= TEXTE =
:::
Le tabac sans fumée n’est pas une alternative sécuritaire à l’arrêt tabagique

Les personnes tentées de substituer leur consommation de cigarettes par celle de tabac à chiquer ou à priser, dans le but de diminuer les risques du tabagisme sur leur santé, devraient peut-être y penser à deux fois. En effet, une étude longitudinale publiée dans l’édition de février 2007 de la revue Tobacco Control conclut que les fumeurs qui se sont « convertis » au tabac sans fumée sont beaucoup plus nombreux que ceux qui ont complètement renoncé à la nicotine à mourir de maladies généralement attribuées au tabagisme.
:::
= DONNÉES FOURNIES =

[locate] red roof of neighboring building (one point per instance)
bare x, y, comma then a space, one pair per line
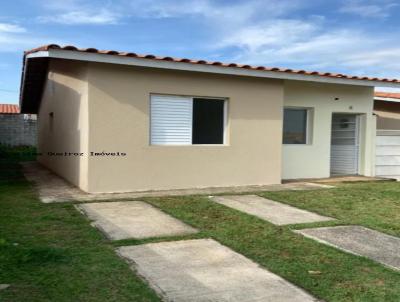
9, 109
203, 62
390, 95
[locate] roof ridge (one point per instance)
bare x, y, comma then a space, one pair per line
204, 62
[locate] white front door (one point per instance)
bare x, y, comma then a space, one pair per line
344, 144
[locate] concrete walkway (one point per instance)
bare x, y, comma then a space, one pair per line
272, 211
361, 241
133, 219
53, 188
204, 270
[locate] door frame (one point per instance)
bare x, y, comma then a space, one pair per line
357, 140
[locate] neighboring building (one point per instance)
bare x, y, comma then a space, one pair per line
387, 110
16, 129
164, 123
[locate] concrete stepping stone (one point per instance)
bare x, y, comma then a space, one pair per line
4, 286
361, 241
133, 219
203, 270
269, 210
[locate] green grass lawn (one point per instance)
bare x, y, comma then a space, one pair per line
323, 271
49, 252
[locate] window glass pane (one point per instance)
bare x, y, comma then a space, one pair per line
295, 126
208, 121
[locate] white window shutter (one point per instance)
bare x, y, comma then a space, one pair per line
171, 120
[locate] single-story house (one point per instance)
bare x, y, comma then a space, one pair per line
113, 121
16, 129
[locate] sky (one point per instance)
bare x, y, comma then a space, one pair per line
359, 37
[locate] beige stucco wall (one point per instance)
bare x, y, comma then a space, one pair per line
119, 101
313, 160
66, 95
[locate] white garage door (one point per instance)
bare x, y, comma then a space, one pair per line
388, 154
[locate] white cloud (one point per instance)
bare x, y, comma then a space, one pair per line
15, 38
312, 45
369, 9
80, 12
11, 28
102, 17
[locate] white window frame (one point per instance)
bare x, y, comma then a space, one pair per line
310, 114
225, 119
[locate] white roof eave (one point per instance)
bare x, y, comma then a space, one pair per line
142, 62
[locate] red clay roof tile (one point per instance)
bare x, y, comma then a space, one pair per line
228, 65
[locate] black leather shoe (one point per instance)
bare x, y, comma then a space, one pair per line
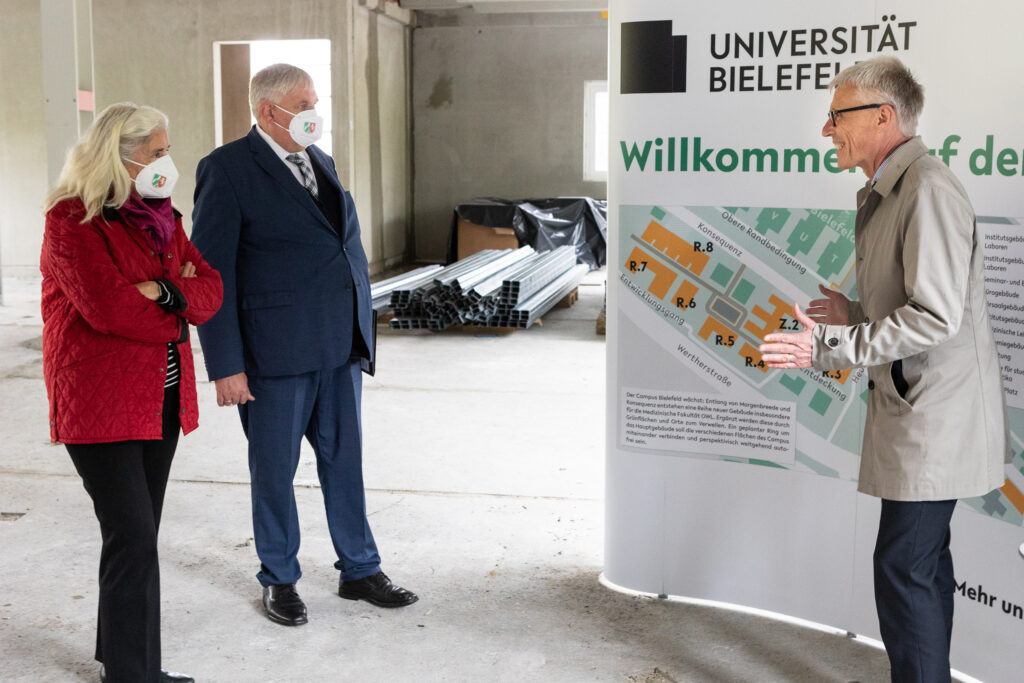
284, 604
377, 590
165, 677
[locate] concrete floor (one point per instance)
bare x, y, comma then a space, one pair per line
483, 465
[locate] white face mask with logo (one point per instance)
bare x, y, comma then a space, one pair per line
305, 127
156, 180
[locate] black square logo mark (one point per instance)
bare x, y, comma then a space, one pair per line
652, 59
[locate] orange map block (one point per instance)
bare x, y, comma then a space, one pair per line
749, 351
686, 292
673, 246
664, 274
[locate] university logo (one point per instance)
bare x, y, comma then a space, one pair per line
652, 59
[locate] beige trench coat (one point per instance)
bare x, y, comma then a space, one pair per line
943, 432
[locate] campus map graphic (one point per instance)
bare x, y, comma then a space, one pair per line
719, 279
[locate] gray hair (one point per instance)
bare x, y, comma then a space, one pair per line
889, 81
94, 171
274, 82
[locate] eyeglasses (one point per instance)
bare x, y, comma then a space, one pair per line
834, 113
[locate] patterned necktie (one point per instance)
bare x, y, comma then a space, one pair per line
308, 181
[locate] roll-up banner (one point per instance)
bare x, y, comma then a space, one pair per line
728, 481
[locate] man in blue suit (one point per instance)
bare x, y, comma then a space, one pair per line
294, 334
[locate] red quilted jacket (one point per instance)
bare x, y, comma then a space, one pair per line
104, 344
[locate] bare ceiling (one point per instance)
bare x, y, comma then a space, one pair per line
508, 6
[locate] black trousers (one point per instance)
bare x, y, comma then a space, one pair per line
126, 481
913, 588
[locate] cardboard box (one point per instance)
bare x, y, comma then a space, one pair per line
473, 238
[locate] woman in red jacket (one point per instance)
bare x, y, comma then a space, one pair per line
121, 285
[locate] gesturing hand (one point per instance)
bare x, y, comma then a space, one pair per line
791, 349
834, 309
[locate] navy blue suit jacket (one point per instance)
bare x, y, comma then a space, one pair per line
289, 275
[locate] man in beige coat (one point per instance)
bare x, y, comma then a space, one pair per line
936, 426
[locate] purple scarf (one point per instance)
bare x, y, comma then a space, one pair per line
154, 217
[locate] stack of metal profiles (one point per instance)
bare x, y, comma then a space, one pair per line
381, 292
525, 313
493, 288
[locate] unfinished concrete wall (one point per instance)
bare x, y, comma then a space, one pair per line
161, 53
23, 138
498, 107
383, 154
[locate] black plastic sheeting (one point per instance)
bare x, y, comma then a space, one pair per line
544, 224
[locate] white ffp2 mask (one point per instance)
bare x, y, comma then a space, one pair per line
305, 127
156, 180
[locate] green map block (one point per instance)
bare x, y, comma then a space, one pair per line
721, 275
820, 402
771, 219
742, 291
793, 383
805, 235
834, 258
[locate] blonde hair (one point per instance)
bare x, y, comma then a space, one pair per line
93, 171
273, 82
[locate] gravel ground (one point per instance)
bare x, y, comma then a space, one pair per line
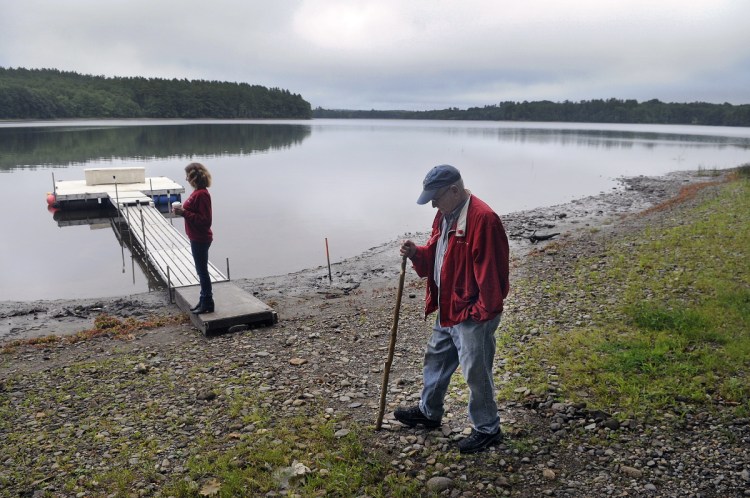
327, 352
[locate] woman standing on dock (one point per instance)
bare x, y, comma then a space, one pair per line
197, 213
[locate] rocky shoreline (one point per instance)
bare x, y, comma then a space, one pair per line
326, 353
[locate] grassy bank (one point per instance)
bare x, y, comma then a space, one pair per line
667, 314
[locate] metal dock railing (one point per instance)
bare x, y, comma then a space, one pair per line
165, 248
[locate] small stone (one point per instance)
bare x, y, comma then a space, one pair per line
611, 423
631, 471
206, 396
438, 484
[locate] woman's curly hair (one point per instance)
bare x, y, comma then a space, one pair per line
198, 175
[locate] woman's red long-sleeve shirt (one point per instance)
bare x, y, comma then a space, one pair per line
198, 216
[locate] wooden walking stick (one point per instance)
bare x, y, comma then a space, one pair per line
391, 346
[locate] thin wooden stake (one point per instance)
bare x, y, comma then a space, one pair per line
391, 345
328, 257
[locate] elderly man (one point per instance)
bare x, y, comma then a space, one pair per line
465, 262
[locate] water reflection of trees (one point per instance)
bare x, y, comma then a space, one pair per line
62, 146
620, 139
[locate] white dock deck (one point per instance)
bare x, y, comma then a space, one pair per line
124, 193
164, 247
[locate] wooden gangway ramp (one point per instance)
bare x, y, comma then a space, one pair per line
164, 248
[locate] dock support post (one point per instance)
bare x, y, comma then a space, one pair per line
169, 286
143, 231
117, 195
328, 257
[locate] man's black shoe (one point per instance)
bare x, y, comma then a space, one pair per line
478, 441
413, 415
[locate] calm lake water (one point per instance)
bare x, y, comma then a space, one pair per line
281, 188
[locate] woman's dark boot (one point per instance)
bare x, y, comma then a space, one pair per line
198, 306
206, 306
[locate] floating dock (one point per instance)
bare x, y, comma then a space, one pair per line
165, 249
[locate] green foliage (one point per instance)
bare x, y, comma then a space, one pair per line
585, 111
675, 326
53, 94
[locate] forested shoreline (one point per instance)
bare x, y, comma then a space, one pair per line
54, 94
586, 111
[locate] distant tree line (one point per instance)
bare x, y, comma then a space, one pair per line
586, 111
53, 94
33, 146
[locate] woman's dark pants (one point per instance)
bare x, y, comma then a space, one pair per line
200, 256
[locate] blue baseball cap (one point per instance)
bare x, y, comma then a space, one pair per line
438, 177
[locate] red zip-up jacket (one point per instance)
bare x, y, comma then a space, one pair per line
474, 276
198, 215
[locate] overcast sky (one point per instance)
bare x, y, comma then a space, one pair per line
401, 54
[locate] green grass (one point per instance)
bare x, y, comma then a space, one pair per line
79, 414
674, 327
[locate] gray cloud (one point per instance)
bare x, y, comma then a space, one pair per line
388, 54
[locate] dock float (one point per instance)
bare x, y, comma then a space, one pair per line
165, 249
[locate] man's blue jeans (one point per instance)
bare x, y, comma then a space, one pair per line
472, 345
200, 257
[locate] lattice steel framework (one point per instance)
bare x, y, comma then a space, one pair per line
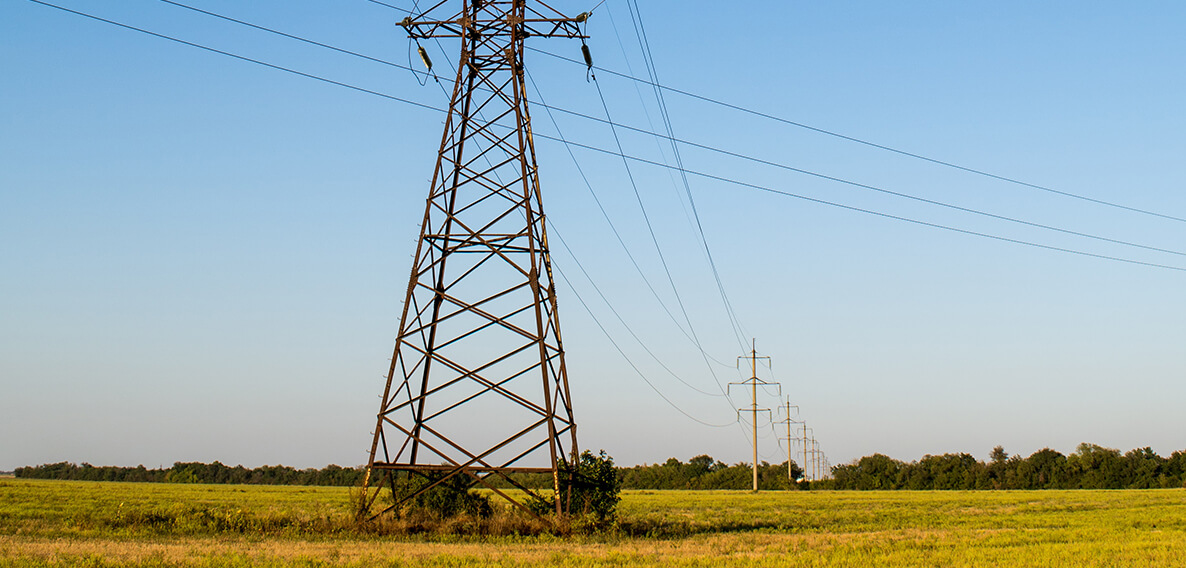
478, 385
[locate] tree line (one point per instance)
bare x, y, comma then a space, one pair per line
1090, 466
198, 472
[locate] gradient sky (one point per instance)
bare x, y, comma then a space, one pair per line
203, 259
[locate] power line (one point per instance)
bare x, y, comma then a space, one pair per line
872, 187
390, 6
610, 152
879, 214
873, 145
613, 228
675, 140
631, 363
641, 31
618, 316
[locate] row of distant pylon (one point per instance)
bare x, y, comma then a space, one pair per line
815, 463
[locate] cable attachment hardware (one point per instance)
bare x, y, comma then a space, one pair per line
588, 62
423, 57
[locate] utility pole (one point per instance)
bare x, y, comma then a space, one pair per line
753, 382
790, 473
815, 458
805, 463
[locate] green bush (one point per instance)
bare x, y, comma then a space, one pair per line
450, 498
588, 489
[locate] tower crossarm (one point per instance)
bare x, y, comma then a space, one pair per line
492, 18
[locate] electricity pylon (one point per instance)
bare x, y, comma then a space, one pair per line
753, 382
805, 441
788, 421
478, 385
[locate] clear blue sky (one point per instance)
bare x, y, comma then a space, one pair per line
203, 259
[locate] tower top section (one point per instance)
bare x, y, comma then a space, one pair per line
478, 18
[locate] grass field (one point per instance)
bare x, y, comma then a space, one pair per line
96, 524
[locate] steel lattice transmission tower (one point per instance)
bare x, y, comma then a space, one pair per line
478, 385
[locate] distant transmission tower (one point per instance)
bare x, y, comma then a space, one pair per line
477, 388
753, 382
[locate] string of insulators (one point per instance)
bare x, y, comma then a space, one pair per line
588, 57
423, 57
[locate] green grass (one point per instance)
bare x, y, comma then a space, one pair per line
99, 524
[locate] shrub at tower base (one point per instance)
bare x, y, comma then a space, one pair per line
590, 485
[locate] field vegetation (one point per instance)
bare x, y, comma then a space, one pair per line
97, 524
1090, 466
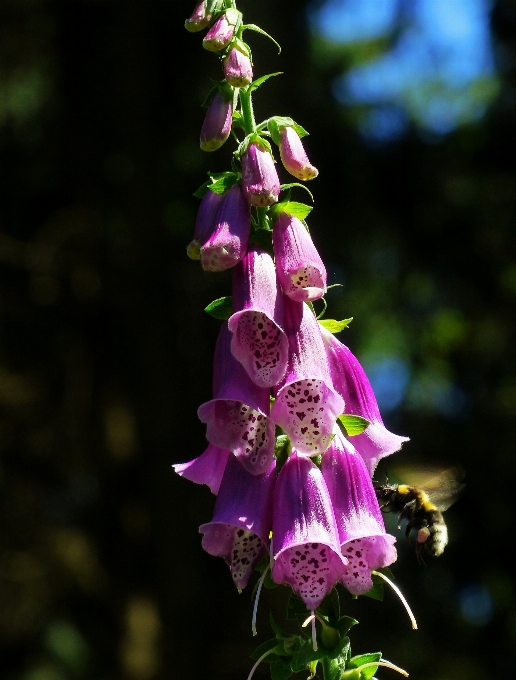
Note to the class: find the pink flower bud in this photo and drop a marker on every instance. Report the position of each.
(227, 245)
(204, 223)
(259, 177)
(217, 123)
(294, 157)
(238, 70)
(199, 18)
(222, 31)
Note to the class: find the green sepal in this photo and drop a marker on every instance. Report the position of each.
(299, 210)
(259, 81)
(335, 326)
(221, 308)
(275, 124)
(252, 27)
(360, 660)
(219, 182)
(296, 184)
(352, 425)
(280, 669)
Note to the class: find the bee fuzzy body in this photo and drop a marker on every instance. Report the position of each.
(422, 515)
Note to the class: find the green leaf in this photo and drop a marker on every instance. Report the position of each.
(353, 425)
(252, 27)
(345, 624)
(305, 654)
(280, 669)
(259, 81)
(220, 308)
(335, 326)
(361, 660)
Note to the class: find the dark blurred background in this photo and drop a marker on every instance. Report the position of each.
(105, 352)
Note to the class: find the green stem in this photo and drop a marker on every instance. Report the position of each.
(247, 111)
(331, 669)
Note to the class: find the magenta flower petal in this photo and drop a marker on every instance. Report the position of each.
(217, 122)
(305, 539)
(258, 342)
(237, 418)
(227, 244)
(301, 272)
(293, 155)
(260, 180)
(306, 405)
(242, 520)
(238, 70)
(350, 381)
(362, 535)
(207, 469)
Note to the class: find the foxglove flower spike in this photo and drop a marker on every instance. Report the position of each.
(362, 535)
(258, 342)
(237, 417)
(306, 405)
(352, 384)
(306, 545)
(242, 520)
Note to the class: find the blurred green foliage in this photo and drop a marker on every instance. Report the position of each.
(105, 352)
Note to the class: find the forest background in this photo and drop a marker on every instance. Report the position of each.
(105, 352)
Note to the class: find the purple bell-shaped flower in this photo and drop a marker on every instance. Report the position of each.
(306, 548)
(227, 244)
(260, 180)
(258, 342)
(364, 542)
(207, 469)
(351, 382)
(293, 155)
(237, 418)
(301, 272)
(242, 520)
(306, 405)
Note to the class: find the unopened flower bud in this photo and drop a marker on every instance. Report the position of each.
(199, 18)
(238, 69)
(259, 177)
(293, 155)
(217, 123)
(222, 31)
(204, 223)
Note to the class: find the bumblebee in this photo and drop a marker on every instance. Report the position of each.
(422, 507)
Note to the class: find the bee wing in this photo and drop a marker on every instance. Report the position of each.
(443, 487)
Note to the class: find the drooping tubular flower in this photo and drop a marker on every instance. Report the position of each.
:::
= BUT DE L'EXERCICE =
Pouvez-vous citer fidèlement le passage du texte sur le tabac sans fumée qui s'ouvre sur les mots contenant « Le tabac sans » et se termine par « attribuées au tabagisme. » ?

= RÉPONSE ATTENDUE =
Le tabac sans fumée n’est pas une alternative sécuritaire à l’arrêt tabagique

Les personnes tentées de substituer leur consommation de cigarettes par celle de tabac à chiquer ou à priser, dans le but de diminuer les risques du tabagisme sur leur santé, devraient peut-être y penser à deux fois. En effet, une étude longitudinale publiée dans l’édition de février 2007 de la revue Tobacco Control conclut que les fumeurs qui se sont « convertis » au tabac sans fumée sont beaucoup plus nombreux que ceux qui ont complètement renoncé à la nicotine à mourir de maladies généralement attribuées au tabagisme.